• **Aim of the task**: Only the lines from the one containing "Where can you spot the stack" through the end of the entries should be repeated, exactly as they appear, first and last included.

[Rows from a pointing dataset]
▽
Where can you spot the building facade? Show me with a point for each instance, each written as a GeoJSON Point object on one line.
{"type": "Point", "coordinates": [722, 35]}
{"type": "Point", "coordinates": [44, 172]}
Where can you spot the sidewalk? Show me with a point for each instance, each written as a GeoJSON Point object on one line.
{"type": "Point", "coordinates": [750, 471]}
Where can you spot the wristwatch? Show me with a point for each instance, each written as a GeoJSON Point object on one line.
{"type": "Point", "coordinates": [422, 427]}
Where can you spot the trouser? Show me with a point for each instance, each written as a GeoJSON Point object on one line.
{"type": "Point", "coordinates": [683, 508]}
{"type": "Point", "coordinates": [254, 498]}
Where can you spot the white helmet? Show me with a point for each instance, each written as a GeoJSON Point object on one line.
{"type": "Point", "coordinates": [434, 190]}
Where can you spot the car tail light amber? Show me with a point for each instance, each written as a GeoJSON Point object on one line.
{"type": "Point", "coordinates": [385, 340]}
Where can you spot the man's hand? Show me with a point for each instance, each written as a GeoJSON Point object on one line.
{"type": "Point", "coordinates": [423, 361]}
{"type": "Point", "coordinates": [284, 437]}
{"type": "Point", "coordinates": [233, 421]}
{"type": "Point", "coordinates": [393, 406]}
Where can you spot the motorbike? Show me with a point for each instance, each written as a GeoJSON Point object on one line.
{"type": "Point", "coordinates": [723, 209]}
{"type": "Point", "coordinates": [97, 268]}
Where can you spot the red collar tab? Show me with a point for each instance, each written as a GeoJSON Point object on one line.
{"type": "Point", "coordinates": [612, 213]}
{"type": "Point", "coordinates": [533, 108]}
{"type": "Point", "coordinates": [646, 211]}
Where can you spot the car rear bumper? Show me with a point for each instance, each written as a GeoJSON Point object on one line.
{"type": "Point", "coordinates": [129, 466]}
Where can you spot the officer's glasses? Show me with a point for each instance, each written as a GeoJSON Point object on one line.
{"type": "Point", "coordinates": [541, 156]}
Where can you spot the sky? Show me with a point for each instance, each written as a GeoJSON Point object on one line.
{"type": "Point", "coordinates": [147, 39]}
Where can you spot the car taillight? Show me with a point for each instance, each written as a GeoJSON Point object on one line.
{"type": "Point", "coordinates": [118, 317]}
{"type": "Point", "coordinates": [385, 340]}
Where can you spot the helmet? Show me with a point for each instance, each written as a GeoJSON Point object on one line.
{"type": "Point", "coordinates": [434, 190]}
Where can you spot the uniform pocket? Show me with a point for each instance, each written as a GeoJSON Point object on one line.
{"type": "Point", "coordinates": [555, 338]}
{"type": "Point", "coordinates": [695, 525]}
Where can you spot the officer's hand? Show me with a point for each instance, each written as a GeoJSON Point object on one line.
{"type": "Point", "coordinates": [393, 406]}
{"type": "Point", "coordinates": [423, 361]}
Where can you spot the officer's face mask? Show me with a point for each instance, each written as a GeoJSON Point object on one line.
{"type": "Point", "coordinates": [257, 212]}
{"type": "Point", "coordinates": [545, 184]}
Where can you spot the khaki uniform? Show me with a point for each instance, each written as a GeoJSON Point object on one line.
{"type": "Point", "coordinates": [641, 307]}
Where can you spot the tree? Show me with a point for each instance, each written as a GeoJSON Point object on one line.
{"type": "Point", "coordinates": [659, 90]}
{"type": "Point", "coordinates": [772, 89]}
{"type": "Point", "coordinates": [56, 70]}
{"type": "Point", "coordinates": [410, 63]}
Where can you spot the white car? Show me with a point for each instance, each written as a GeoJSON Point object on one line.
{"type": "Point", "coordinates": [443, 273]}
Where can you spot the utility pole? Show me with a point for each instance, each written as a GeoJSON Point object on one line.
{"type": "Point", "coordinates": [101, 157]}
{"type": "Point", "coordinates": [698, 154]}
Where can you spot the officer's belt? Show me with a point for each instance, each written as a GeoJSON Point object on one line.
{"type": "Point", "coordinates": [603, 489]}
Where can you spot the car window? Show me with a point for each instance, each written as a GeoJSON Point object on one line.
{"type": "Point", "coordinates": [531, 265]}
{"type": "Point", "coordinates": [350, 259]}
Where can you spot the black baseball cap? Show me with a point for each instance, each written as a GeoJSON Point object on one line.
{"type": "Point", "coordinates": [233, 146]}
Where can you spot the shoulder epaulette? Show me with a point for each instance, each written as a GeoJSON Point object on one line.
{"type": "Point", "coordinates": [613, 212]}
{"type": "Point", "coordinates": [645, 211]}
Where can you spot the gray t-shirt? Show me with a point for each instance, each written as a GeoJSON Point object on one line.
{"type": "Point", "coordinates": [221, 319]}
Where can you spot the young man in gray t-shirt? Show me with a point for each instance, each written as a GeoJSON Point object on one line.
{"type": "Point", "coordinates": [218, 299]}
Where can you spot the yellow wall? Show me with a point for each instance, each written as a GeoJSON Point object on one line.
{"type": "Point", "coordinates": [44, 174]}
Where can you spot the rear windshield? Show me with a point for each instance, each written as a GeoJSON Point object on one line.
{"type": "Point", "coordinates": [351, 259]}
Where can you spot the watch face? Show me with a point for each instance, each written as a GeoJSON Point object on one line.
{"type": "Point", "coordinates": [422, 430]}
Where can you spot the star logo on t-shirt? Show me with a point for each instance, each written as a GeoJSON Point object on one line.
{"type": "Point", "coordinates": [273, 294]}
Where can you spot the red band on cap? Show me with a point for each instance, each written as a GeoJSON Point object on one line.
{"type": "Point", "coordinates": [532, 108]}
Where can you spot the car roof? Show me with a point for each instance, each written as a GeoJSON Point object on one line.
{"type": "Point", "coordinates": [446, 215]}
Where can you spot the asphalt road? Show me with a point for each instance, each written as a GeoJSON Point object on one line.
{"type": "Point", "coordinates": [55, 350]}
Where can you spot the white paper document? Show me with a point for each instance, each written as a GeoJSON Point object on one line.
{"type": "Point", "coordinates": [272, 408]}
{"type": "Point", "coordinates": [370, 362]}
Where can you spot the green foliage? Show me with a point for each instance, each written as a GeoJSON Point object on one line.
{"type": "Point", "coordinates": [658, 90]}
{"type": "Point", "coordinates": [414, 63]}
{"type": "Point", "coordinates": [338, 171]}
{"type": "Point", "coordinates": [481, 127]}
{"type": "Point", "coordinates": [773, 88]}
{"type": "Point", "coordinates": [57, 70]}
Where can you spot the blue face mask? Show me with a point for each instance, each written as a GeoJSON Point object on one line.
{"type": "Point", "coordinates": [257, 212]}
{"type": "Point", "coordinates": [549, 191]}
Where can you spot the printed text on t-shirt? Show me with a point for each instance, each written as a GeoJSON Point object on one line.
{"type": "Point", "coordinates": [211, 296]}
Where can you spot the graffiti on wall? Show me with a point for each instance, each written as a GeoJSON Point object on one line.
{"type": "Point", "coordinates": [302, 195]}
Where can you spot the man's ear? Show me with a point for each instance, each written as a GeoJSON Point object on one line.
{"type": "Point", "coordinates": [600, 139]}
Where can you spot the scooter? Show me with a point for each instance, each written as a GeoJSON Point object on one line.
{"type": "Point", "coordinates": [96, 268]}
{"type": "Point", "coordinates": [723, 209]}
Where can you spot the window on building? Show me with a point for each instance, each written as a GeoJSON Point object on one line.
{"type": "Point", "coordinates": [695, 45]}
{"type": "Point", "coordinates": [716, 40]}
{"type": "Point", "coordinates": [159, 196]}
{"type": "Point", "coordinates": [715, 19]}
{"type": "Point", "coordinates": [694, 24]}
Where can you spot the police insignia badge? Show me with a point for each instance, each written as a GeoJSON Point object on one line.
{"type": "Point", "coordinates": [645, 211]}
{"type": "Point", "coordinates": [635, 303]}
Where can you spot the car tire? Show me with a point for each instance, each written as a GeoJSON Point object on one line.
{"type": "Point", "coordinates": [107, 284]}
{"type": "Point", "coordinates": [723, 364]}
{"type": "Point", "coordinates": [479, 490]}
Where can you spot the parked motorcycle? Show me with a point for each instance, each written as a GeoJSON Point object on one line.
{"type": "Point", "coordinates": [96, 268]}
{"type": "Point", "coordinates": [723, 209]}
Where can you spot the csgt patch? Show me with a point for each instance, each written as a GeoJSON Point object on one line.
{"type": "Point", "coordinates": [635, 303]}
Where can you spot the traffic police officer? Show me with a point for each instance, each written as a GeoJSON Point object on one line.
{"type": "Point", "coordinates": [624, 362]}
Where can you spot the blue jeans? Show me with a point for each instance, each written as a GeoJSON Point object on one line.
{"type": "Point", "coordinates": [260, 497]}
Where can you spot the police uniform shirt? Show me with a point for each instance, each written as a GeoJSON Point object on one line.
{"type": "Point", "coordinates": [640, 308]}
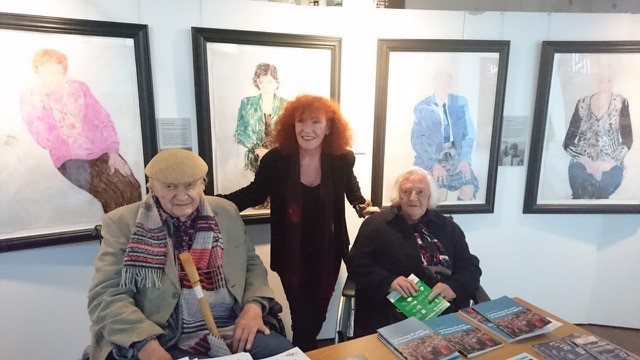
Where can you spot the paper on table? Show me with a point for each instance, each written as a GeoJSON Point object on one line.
{"type": "Point", "coordinates": [293, 354]}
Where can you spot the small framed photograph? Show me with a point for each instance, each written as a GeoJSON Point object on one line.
{"type": "Point", "coordinates": [77, 126]}
{"type": "Point", "coordinates": [243, 80]}
{"type": "Point", "coordinates": [582, 157]}
{"type": "Point", "coordinates": [439, 106]}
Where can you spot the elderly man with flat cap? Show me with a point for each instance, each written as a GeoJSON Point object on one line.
{"type": "Point", "coordinates": [141, 303]}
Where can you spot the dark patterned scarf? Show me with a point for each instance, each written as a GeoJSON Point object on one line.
{"type": "Point", "coordinates": [431, 251]}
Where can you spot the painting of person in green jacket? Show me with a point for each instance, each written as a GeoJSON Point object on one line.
{"type": "Point", "coordinates": [258, 115]}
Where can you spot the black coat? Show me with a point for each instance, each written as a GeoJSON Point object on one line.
{"type": "Point", "coordinates": [271, 180]}
{"type": "Point", "coordinates": [386, 248]}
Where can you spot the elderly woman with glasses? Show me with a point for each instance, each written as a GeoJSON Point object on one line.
{"type": "Point", "coordinates": [410, 237]}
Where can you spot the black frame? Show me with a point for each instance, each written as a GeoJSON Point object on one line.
{"type": "Point", "coordinates": [385, 47]}
{"type": "Point", "coordinates": [201, 37]}
{"type": "Point", "coordinates": [139, 34]}
{"type": "Point", "coordinates": [549, 49]}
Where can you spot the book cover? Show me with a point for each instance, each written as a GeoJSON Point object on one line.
{"type": "Point", "coordinates": [599, 348]}
{"type": "Point", "coordinates": [411, 339]}
{"type": "Point", "coordinates": [468, 339]}
{"type": "Point", "coordinates": [560, 350]}
{"type": "Point", "coordinates": [419, 306]}
{"type": "Point", "coordinates": [484, 322]}
{"type": "Point", "coordinates": [523, 356]}
{"type": "Point", "coordinates": [514, 319]}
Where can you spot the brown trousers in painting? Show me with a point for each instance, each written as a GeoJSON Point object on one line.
{"type": "Point", "coordinates": [112, 190]}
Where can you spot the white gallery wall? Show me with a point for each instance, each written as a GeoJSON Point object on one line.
{"type": "Point", "coordinates": [584, 268]}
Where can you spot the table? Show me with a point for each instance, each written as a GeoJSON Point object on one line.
{"type": "Point", "coordinates": [371, 348]}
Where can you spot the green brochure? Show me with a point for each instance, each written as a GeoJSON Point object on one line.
{"type": "Point", "coordinates": [419, 305]}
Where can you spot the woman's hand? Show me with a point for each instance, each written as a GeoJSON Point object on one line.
{"type": "Point", "coordinates": [443, 290]}
{"type": "Point", "coordinates": [404, 286]}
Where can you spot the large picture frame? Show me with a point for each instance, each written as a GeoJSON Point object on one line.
{"type": "Point", "coordinates": [415, 77]}
{"type": "Point", "coordinates": [228, 68]}
{"type": "Point", "coordinates": [582, 158]}
{"type": "Point", "coordinates": [77, 126]}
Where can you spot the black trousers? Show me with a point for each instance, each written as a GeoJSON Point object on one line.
{"type": "Point", "coordinates": [308, 313]}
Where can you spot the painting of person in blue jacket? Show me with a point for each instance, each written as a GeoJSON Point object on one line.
{"type": "Point", "coordinates": [443, 137]}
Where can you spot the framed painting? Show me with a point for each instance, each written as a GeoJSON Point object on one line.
{"type": "Point", "coordinates": [439, 107]}
{"type": "Point", "coordinates": [77, 126]}
{"type": "Point", "coordinates": [582, 157]}
{"type": "Point", "coordinates": [243, 79]}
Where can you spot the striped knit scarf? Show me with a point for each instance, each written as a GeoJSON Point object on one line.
{"type": "Point", "coordinates": [146, 254]}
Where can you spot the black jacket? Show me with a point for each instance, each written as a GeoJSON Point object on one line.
{"type": "Point", "coordinates": [386, 248]}
{"type": "Point", "coordinates": [271, 180]}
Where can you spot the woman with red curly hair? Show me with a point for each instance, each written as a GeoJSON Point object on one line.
{"type": "Point", "coordinates": [307, 176]}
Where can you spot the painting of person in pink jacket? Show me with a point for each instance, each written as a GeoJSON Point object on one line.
{"type": "Point", "coordinates": [66, 119]}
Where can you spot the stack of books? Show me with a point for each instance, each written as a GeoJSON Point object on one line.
{"type": "Point", "coordinates": [509, 320]}
{"type": "Point", "coordinates": [454, 335]}
{"type": "Point", "coordinates": [582, 347]}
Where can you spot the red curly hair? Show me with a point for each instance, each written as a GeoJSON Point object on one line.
{"type": "Point", "coordinates": [338, 140]}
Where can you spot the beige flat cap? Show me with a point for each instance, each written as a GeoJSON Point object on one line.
{"type": "Point", "coordinates": [177, 166]}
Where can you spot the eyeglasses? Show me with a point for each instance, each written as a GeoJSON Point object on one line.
{"type": "Point", "coordinates": [420, 193]}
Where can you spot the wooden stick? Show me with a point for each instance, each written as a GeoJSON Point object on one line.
{"type": "Point", "coordinates": [203, 302]}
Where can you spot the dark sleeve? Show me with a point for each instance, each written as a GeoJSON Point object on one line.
{"type": "Point", "coordinates": [362, 259]}
{"type": "Point", "coordinates": [626, 132]}
{"type": "Point", "coordinates": [465, 277]}
{"type": "Point", "coordinates": [259, 189]}
{"type": "Point", "coordinates": [352, 190]}
{"type": "Point", "coordinates": [572, 134]}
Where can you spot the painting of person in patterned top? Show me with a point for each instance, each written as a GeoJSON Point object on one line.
{"type": "Point", "coordinates": [66, 119]}
{"type": "Point", "coordinates": [598, 139]}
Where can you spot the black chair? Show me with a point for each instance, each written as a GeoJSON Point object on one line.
{"type": "Point", "coordinates": [347, 305]}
△
• **Reply**:
Where can you spot the stack of books? Show me with a point for each instance, each written as a GeoJSON Point object on one line.
{"type": "Point", "coordinates": [509, 320]}
{"type": "Point", "coordinates": [454, 335]}
{"type": "Point", "coordinates": [582, 347]}
Where can you spot the red curly hair? Show me with a point for each instance, each written as a GeoJSON Point object on one line.
{"type": "Point", "coordinates": [338, 140]}
Where can you spot the beige flat cap? Show me with a point for each instance, each written as a GeoJSON Point object on one line.
{"type": "Point", "coordinates": [177, 166]}
Where can you spot the eyeglasses? Show me with a point for each instance, each written as a GeoJSON Point object on one line.
{"type": "Point", "coordinates": [420, 193]}
Where can you spot the wooden stick? Show me with a point for each instance, each written as a GeoJSON Point object on one line.
{"type": "Point", "coordinates": [203, 302]}
Where can you spot the dark sleeve? Show me with a point for each instance, each written as a GeoJSON Point object on one line.
{"type": "Point", "coordinates": [362, 259]}
{"type": "Point", "coordinates": [626, 132]}
{"type": "Point", "coordinates": [465, 277]}
{"type": "Point", "coordinates": [259, 189]}
{"type": "Point", "coordinates": [352, 190]}
{"type": "Point", "coordinates": [572, 134]}
Where can you spot the painting of person in patterned top? Show me with a point for each instance, each written as a GeoJSON Point object on one line.
{"type": "Point", "coordinates": [66, 119]}
{"type": "Point", "coordinates": [598, 139]}
Where can you spot the black chair? Show me with a point for each instance, each written as a GeoJSON Point object on one line.
{"type": "Point", "coordinates": [347, 305]}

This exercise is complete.